**EXTRACTED DATA**
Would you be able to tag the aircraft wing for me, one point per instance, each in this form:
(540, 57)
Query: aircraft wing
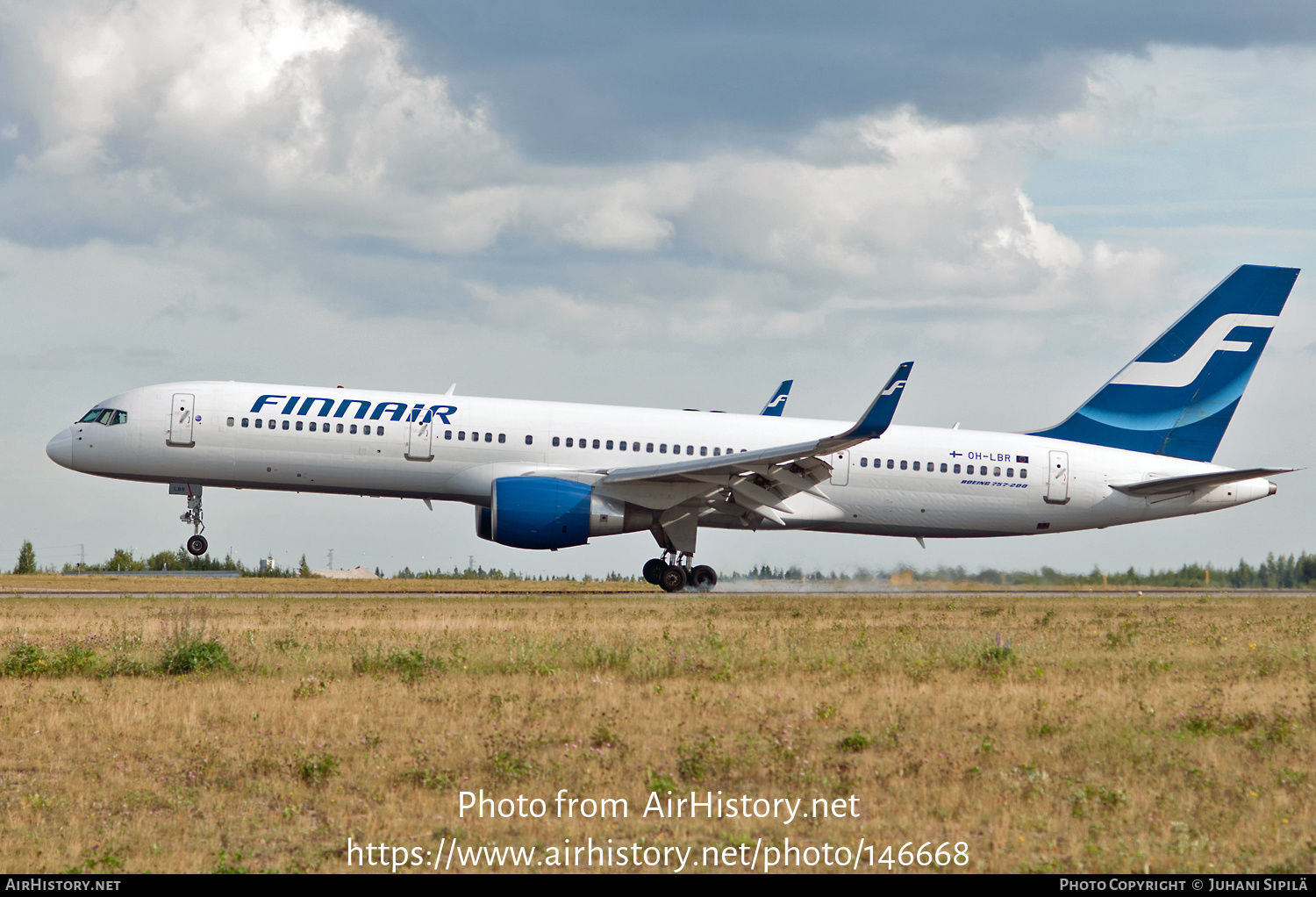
(758, 483)
(1166, 485)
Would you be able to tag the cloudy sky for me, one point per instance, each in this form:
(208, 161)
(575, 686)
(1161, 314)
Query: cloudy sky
(668, 205)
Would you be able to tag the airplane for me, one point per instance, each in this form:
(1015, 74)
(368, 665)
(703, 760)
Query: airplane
(552, 475)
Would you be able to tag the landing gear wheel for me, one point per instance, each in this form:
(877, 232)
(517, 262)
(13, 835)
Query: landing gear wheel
(673, 578)
(653, 570)
(703, 578)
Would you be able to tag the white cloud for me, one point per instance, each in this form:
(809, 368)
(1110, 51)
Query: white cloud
(303, 112)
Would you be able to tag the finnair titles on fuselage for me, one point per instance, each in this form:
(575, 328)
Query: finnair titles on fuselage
(547, 475)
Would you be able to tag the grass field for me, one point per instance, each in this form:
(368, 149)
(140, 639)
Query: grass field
(258, 733)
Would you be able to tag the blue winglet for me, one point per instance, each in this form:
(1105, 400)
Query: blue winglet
(776, 405)
(883, 408)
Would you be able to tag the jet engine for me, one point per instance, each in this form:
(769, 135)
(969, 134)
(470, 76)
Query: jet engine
(553, 513)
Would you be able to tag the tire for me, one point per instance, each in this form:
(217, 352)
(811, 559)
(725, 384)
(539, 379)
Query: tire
(653, 570)
(673, 578)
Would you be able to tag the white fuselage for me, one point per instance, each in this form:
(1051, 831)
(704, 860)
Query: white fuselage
(913, 481)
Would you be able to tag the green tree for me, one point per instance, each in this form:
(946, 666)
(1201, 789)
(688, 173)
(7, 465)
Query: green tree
(26, 559)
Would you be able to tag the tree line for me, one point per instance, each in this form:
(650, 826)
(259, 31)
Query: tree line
(1282, 572)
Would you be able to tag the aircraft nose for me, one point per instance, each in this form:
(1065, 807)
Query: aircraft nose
(61, 448)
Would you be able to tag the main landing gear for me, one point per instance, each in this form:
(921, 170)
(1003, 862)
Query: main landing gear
(674, 573)
(197, 544)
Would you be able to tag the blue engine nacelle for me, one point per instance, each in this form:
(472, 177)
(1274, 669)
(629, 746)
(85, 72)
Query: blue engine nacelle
(552, 513)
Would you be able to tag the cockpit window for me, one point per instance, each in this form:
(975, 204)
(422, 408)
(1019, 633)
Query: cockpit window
(108, 416)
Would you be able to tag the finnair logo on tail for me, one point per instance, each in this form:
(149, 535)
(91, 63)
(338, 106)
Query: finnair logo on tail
(1186, 368)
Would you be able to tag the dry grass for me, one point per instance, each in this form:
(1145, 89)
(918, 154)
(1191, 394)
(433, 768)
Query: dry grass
(1115, 734)
(166, 585)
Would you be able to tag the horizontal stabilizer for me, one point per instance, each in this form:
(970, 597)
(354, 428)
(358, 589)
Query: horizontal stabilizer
(1166, 485)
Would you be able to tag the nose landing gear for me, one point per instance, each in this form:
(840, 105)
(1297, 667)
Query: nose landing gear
(194, 515)
(674, 573)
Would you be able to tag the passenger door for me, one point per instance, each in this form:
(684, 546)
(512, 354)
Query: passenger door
(840, 468)
(1057, 478)
(181, 420)
(420, 440)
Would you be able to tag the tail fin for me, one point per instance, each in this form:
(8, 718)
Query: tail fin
(776, 405)
(1178, 397)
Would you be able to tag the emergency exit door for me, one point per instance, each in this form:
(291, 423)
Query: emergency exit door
(1057, 480)
(181, 420)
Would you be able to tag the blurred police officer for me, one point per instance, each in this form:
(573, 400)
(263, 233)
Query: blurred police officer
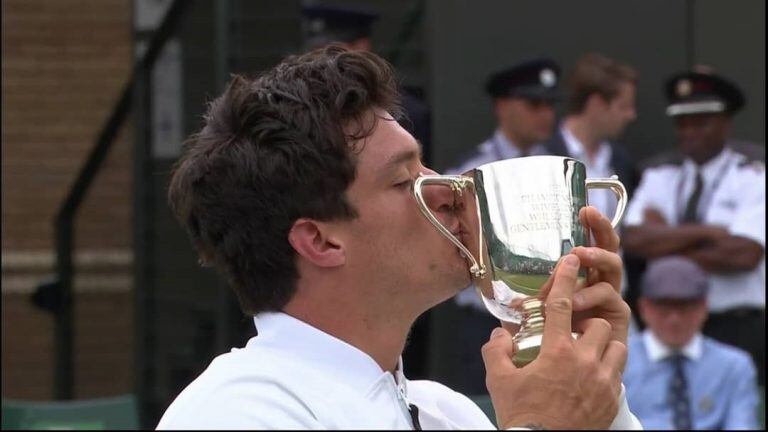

**TASK DIRECTIONS**
Retype the records exactly, but skip the pictures.

**ANSWER SECTION**
Would you be able to tag the aircraft wing for me, one point per instance, each in this form:
(540, 57)
Query: aircraft wing
(758, 483)
(1166, 485)
Would you be able to tag the cloudy sky for me, one point per instance, each in this form:
(208, 161)
(575, 686)
(1161, 314)
Query: cloudy sky
(668, 205)
Would you be able to tag the airplane for me, one point per instance, each in this form:
(1015, 74)
(368, 665)
(703, 760)
Query: airplane
(552, 475)
Would you be able to tag the landing gear wheel for me, one point per instance, each in this form:
(877, 232)
(517, 262)
(13, 835)
Query: landing gear wheel
(673, 578)
(653, 570)
(703, 578)
Would you be able to tag the white cloud for me, one point per instance, each in this form:
(809, 368)
(1110, 51)
Query: white cloud
(303, 112)
Would you be able to tag the finnair titles on fuselage for me, one point per instance, each in this form:
(575, 328)
Query: finnair titles on fuselage
(547, 475)
Would you be able to tag the grass field for me, one point per instance, each in this form:
(368, 149)
(140, 639)
Query: grass field
(258, 733)
Would you be able to tag the blue winglet for me, one point per instance, each in this form:
(1105, 400)
Query: blue winglet
(776, 405)
(883, 408)
Would you be able to tag the jet engine for me, one point per instance, each in this form:
(769, 135)
(969, 134)
(470, 76)
Query: jet engine
(553, 513)
Would you be able to tag the tire for me, one point per instance, each in this form:
(217, 352)
(811, 559)
(725, 384)
(539, 379)
Query: tire
(653, 570)
(673, 578)
Would you be able to tag the white fuselage for me, one point per instance, each in this form:
(1051, 831)
(704, 860)
Query: white fuselage
(913, 481)
Would you be able to tag the green tree for me, one point per instance, each in this form:
(946, 666)
(1201, 789)
(688, 173)
(7, 465)
Query: green tree
(26, 559)
Would you be able to tag the tree line for me, one point per instance, each in this form:
(650, 826)
(259, 31)
Query: tree line
(1282, 572)
Would you be able to tag the aircraft nose for me, one point per instance, each in this form:
(1065, 807)
Query: aircraft nose
(61, 448)
Would you be able to tag the main landing gear for me, one point per instance, each in this form:
(921, 170)
(1003, 862)
Query: main landing gear
(674, 573)
(197, 544)
Would you be able to tag the blue engine nacelle for me, one point per instance, each in this form:
(472, 177)
(1274, 669)
(629, 746)
(85, 72)
Query: blue engine nacelle
(552, 513)
Would you be able to tag the cockpit window for me, one point per instance, each in this form:
(975, 204)
(422, 408)
(1019, 633)
Query: cockpit window
(108, 416)
Would you be able to tag the finnair logo on tail for me, one point per instance, each in this form:
(149, 535)
(91, 63)
(338, 106)
Query: finnair logo on tail
(1186, 368)
Would you be able to tag the dry grass for me, one point per instance, each in this form:
(1145, 89)
(918, 154)
(1191, 394)
(433, 768)
Query: dry grass
(1115, 734)
(166, 585)
Would you be able to tag the horizontal stabilizer for me, one point per instance, each in this form:
(970, 597)
(354, 428)
(358, 589)
Query: horizontal stabilizer
(1166, 485)
Would you be able to tag the nose landing gear for me, one point per instance, each in this form:
(840, 105)
(1297, 667)
Query: nose landing gear
(194, 515)
(674, 573)
Would you be able to tag the passenger door for me, one point per instance, each in this form:
(684, 546)
(512, 354)
Query: passenger door
(840, 468)
(1057, 478)
(181, 420)
(420, 440)
Would you be able to tag the tail fin for me, one point per instance, each in this form:
(8, 718)
Query: tail fin
(776, 405)
(1178, 397)
Would you be able to tag the emergency exit door for me, one point per instance, each in this form:
(291, 423)
Query: emergency exit door
(1057, 480)
(181, 420)
Would you be able to tag the blurred police officer for me, one point per instance, each in this form:
(573, 400)
(263, 233)
Query: blurred police officer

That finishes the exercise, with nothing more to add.